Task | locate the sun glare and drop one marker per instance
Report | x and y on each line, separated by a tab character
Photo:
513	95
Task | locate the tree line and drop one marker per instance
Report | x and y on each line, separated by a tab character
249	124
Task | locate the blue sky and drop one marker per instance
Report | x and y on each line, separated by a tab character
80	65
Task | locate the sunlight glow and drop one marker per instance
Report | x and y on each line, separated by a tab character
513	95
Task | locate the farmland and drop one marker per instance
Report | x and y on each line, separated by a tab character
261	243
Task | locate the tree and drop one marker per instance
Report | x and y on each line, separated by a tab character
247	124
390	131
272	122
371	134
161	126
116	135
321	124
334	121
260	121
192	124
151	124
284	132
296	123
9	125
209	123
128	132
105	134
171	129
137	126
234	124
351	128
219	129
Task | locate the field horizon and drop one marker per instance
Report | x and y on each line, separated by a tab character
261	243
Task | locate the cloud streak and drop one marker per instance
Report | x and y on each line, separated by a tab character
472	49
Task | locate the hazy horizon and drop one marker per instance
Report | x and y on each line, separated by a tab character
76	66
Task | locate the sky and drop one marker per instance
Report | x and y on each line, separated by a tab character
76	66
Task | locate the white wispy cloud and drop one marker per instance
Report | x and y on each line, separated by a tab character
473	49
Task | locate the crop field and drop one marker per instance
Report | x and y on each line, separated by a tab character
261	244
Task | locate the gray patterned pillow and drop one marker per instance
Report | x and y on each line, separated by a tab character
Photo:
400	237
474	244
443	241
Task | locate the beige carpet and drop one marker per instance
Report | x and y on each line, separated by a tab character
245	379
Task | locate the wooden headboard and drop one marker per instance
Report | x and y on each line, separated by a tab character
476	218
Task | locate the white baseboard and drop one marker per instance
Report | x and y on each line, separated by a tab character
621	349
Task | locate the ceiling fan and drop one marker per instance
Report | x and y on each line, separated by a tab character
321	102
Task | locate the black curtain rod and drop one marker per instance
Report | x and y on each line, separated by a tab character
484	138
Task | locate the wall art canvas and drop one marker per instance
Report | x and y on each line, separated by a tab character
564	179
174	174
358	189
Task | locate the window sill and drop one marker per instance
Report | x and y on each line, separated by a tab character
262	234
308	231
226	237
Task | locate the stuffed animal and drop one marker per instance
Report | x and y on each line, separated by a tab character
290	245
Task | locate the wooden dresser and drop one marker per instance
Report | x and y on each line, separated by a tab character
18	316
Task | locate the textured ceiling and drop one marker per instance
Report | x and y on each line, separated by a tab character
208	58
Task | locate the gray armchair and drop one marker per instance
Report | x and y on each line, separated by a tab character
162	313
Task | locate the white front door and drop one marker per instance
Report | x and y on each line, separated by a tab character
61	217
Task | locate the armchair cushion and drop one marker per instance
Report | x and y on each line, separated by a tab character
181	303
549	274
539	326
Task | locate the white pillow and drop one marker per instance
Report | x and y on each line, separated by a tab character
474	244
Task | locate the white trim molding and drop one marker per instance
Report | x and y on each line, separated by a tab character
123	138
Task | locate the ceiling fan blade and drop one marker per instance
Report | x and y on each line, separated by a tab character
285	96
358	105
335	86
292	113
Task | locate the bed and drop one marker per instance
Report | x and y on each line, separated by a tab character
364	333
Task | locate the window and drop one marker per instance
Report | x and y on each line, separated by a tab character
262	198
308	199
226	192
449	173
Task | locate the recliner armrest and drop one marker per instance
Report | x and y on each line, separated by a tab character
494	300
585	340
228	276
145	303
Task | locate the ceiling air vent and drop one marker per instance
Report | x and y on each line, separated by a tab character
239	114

What the task requires
Please copy the records word for word, starting at the line that contains "Task | locate the white pillow" and ending at the end of the records.

Full solution
Task | locate the white pillow and drop one marker per instance
Report | x and y on each line, separated by a tab character
474	244
Task | locate the white trim molding and drop one marker per instance
Report | x and y on each line, separated by a tab character
123	138
Task | locate the ceiling fan blade and drop one marker per instance
Report | x and y on each line, separated by a tab character
285	96
358	105
335	86
292	113
Task | locate the bed and drop one marker per instance
Report | x and y on each line, separated by a tab character
364	333
Task | locate the window and drop one marker per instance
Report | x and y on each line, separated by a tab character
262	198
308	199
226	192
449	173
Task | locate the recliner armrest and drop one marker per instance
Report | x and y on each line, separated by a tab character
494	300
585	340
228	276
145	303
Task | locate the ceiling air vent and drop one marker per instance
Report | x and y on each line, separated by a tab character
239	114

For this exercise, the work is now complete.